**EXCERPTED TEXT**
>> BEGIN

Nicolas Pino (1819–1896) was a Mexican loyalist, civil and military leader who participated in planned resistance and rebellion against the U.S. occupation of New Mexico. Following the Treaty of Guadalupe Hidalgo, he swore allegiance to the United States and became a Union officer during American Civil War, rising to the rank of brigadier general on September 9, 1861. He later served in the New Mexico Territorial legislature.

Capture of Santa Fe & Revolt of 1846
The Pino brothers, Facundo, Miguel E. and Nicolas were all very influential in the affairs of New Mexico at the time of General Kearny's Capture of Santa Fe. The Pino family members held prominent positions under the Mexican government, were reputed fighters of daring and courage. They raised companies and procured arms and ammunition in response to governor Manuel Armijo's call for volunteers in preparation to resist Kearney at Apache Canyon, but were disgusted and dismayed when Armijo disbanded the forces and fled to Mexico. None of the Pinos immediately took Kearny's required oath of allegiance to the U.S. following the occupation, still considering themselves citizens of the Mexican republic. Soon after, they participated in meetings led by Don Diego Archuleta at a home near the military church, La Castrenza, in Santa Fe, where Tomas Ortiz was elected as governor with Archuleta as commanding general. A rebellion was planned to take place on December 19, 1846, and later postponed to Christmas Eve. Mexican loyalist emissaries were sent out to all nearest points demanding that the people take part in the uprising in Santa Fe upon the third bell for midnight mass (Missa del Gallo), when all of the American officers would be captured. This plan fell through, however, after it became known to Donaciano Vigil, by way of the proprietress of the city's largest gambling house, Tules Barcelona. Vigil informed General Sterling Price, of the Second Missouri Mounted Volunteers, who had a number of conspirators arrested, including Nicolas Pino. Tomas Ortiz, Nicolas' cousin, escaped in the garb of a servant girl and fled to Chihuahua. General Price stationed soldiers at the homes of every know revolutionist.

American allegiance: Taos Revolt, Civil War & Territorial Legislature
Following the failed revolt of 1846, neither Miguel E., nor Nicolas Pino participated in any further resistance movements. Don Nicolas took the oath of allegiance to the United States after he was released from prison and enlisted in Captain St. Vrain's company of volunteers following the assassination of governor Bent, participating in the defeat of the insurgents at the Taos Revolt with his friend Don Manuel Chaves.

>> END

**RECORDS FOR THE TASK**
>> BEGIN

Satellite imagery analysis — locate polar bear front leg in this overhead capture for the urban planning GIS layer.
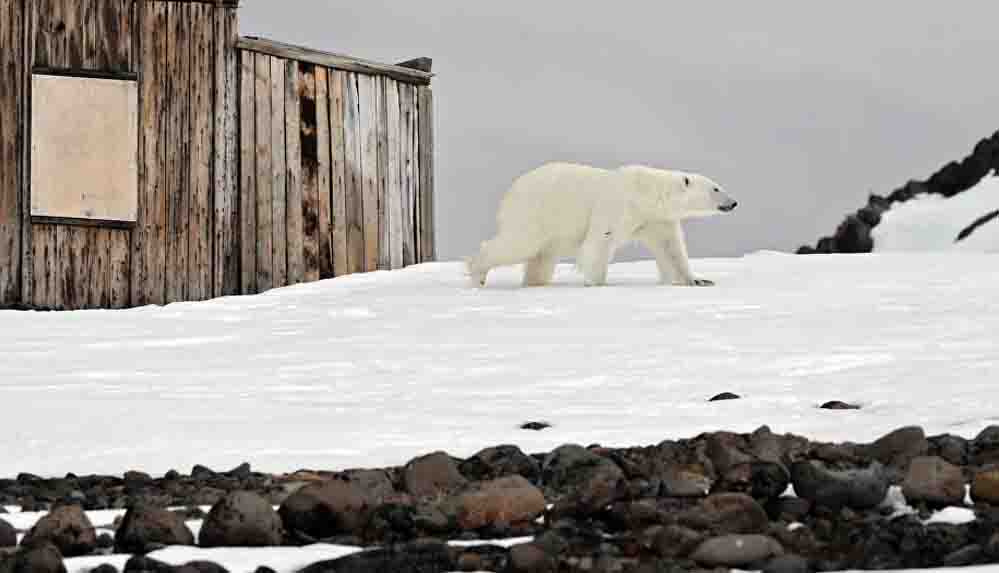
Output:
[636,221,715,286]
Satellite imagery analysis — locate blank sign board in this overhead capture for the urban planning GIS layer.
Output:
[31,74,139,222]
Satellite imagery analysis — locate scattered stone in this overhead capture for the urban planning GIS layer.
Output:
[402,452,468,497]
[198,491,284,547]
[971,466,999,505]
[278,479,373,539]
[114,503,194,554]
[902,456,964,508]
[457,475,545,530]
[458,445,541,484]
[791,460,888,510]
[23,505,97,557]
[691,535,784,567]
[819,400,860,410]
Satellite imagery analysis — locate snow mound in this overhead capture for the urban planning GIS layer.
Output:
[871,173,999,253]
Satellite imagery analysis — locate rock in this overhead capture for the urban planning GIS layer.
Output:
[507,543,556,573]
[0,539,66,573]
[690,535,784,567]
[0,519,17,547]
[458,445,541,484]
[114,503,194,554]
[458,475,545,529]
[763,555,813,573]
[819,400,860,410]
[23,505,97,557]
[278,479,373,539]
[678,493,769,535]
[402,452,468,497]
[299,541,455,573]
[791,461,888,510]
[198,491,284,547]
[971,466,999,505]
[902,456,964,508]
[869,426,930,468]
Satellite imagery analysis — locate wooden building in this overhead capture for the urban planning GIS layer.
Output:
[0,0,435,309]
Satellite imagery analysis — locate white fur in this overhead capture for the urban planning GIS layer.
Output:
[466,163,736,286]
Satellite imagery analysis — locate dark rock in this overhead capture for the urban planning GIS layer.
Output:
[0,519,17,547]
[458,445,541,484]
[763,555,814,573]
[278,480,373,539]
[114,503,194,554]
[902,456,964,508]
[678,493,768,535]
[198,491,284,547]
[0,540,66,573]
[402,452,468,497]
[457,475,545,529]
[791,461,888,510]
[300,541,455,573]
[869,426,930,469]
[690,535,784,567]
[507,543,556,573]
[23,505,97,557]
[819,400,860,410]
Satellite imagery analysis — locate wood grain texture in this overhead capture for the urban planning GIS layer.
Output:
[385,78,403,269]
[239,47,258,294]
[418,86,437,261]
[270,58,288,287]
[284,62,305,284]
[343,72,367,273]
[329,71,350,276]
[315,66,334,279]
[298,63,325,282]
[255,52,274,292]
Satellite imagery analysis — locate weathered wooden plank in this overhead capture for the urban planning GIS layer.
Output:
[238,36,433,84]
[165,3,188,303]
[107,229,132,308]
[185,4,215,300]
[219,9,240,296]
[254,55,274,292]
[418,86,437,261]
[270,58,288,287]
[374,77,392,270]
[284,62,305,284]
[62,0,84,70]
[343,72,366,273]
[314,66,333,279]
[385,78,403,269]
[357,74,379,271]
[239,51,257,294]
[298,63,325,282]
[328,71,350,276]
[0,0,22,307]
[399,84,416,266]
[80,0,100,70]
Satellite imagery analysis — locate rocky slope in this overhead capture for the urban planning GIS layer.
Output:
[797,132,999,254]
[0,422,999,573]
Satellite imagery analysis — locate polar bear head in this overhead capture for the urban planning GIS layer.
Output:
[663,171,738,219]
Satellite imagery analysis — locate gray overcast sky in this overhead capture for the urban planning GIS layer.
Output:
[240,0,999,260]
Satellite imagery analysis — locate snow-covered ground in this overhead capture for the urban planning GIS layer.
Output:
[0,252,999,476]
[871,172,999,253]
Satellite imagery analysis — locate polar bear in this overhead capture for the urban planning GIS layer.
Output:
[465,162,737,287]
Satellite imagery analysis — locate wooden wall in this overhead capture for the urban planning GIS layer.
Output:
[240,49,434,293]
[0,0,24,306]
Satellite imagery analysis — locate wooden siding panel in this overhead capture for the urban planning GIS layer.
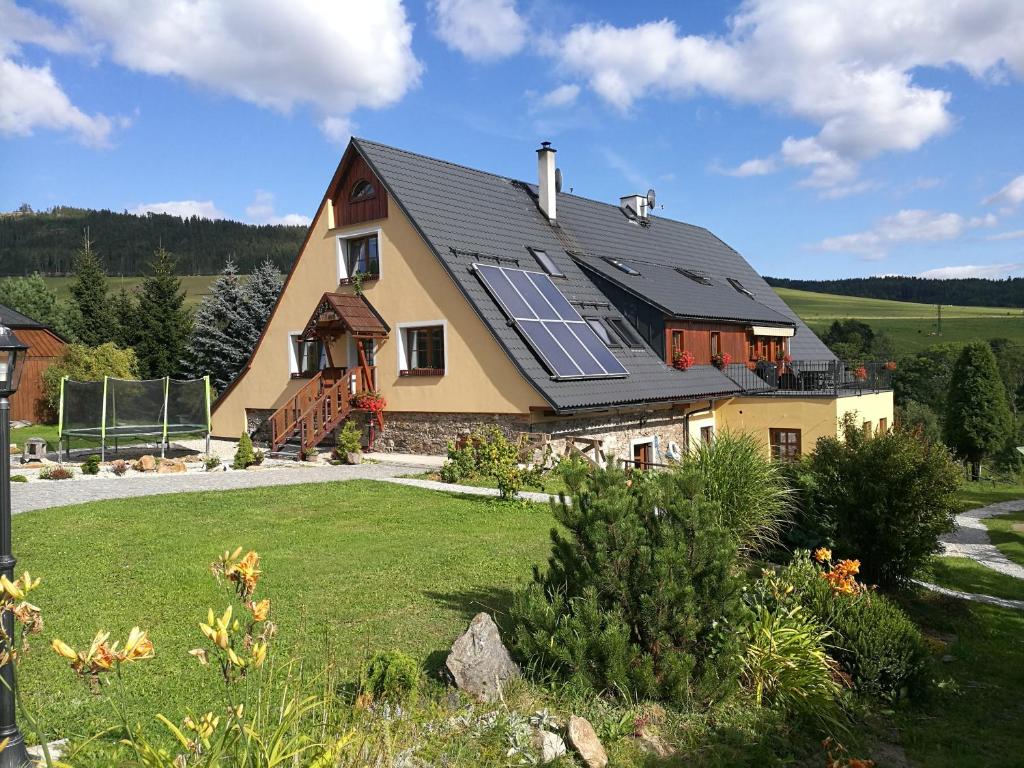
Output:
[331,154,387,226]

>> END

**WORK TO DO**
**1.** Name every Pino brother listed in the Nicolas Pino biography.
**2.** Rewrite the rows from the line containing "Satellite imagery analysis — locate wooden siding" through the end of the rows, changing "siding panel" to "cladding board" and keeping all else the same. Omit the picture.
The Nicolas Pino biography and the rows have nothing to do with each other.

**SOLUTION LIST**
**1.** Facundo, Miguel E., Nicolas

**2.**
Satellite imagery analysis — locate wooden cladding board in this overhead capture for the urban planning GIS layer.
Output:
[331,154,387,226]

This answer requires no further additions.